> [Directions] Duplicate the passage of the biographical entry on Sayf ad-Din Mashtub that begins with the words "Sayf ad-Din ʿAlī" and ends after the words "the Ayyubid state.".

> [Document excerpt]
Emir of Lebanon
- Reign: 1187-1192
- Predecessor: Crusader states

Emir of Nablus and as-Sāmira
- Reign: 1192-6 November 1192
- Successor: Imad al-Din Ahmad
- Born: Asip, Emirate of Hakkari
- Died: 1192 Nablus, Ayyubid Sultanate
- Issue: Imad al-Din Ahmad

Names
- Sayf ad-Din Ali Al-Mashtub ibn Ahmed ibn Abu'l-Hayja ibn Abdullah ibn Abu Khalil ibn Marzuban Al-Hakkari
- Dynasty: Hakkari
- Father: Ahmad Hakkari
- Allegiance: Zengids Ayyubids
- Rank: sepahsalar
- Unit: Hakkariyya
- Conflicts: Third Crusade Siege of Acre; ;

= Sayf ad-Din Mashtub =

Kurdish Emir of the Ayyubid Sultanate

Sayf ad-Din ʿAlī al-Mashtub al-Hakkārī (Arabic: سيف الدين علي المشطوب الهكاري; c. 1130s – 6 November 1192 CE) was a Kurdish emir and one of the leading generals in Saladin's army. Born into the Hakkārī Kurdish princely family, he rose through the ranks under Nūr ad-Dīn Zangī and later served the Ayyubid state.

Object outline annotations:

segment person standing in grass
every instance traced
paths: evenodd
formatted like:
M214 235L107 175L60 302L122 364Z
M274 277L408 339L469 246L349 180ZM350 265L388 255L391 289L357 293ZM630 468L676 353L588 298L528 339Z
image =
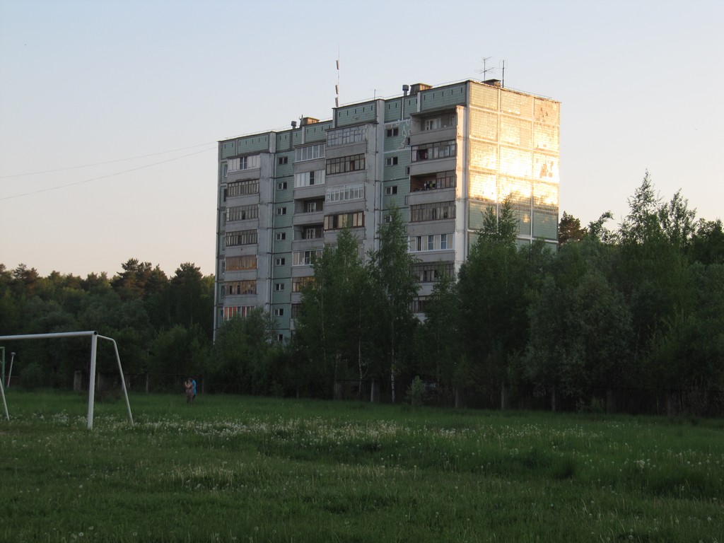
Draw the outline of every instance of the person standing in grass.
M193 400L193 385L191 384L190 377L186 379L186 382L183 384L183 386L186 389L186 403L188 405Z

> [Worked answer]
Sayf ad-Din ʿAlī al-Mashtub al-Hakkārī (Arabic: سيف الدين علي المشطوب الهكاري; c. 1130s – 6 November 1192 CE) was a Kurdish emir and one of the leading generals in Saladin's army. Born into the Hakkārī Kurdish princely family, he rose through the ranks under Nūr ad-Dīn Zangī and later served the Ayyubid state.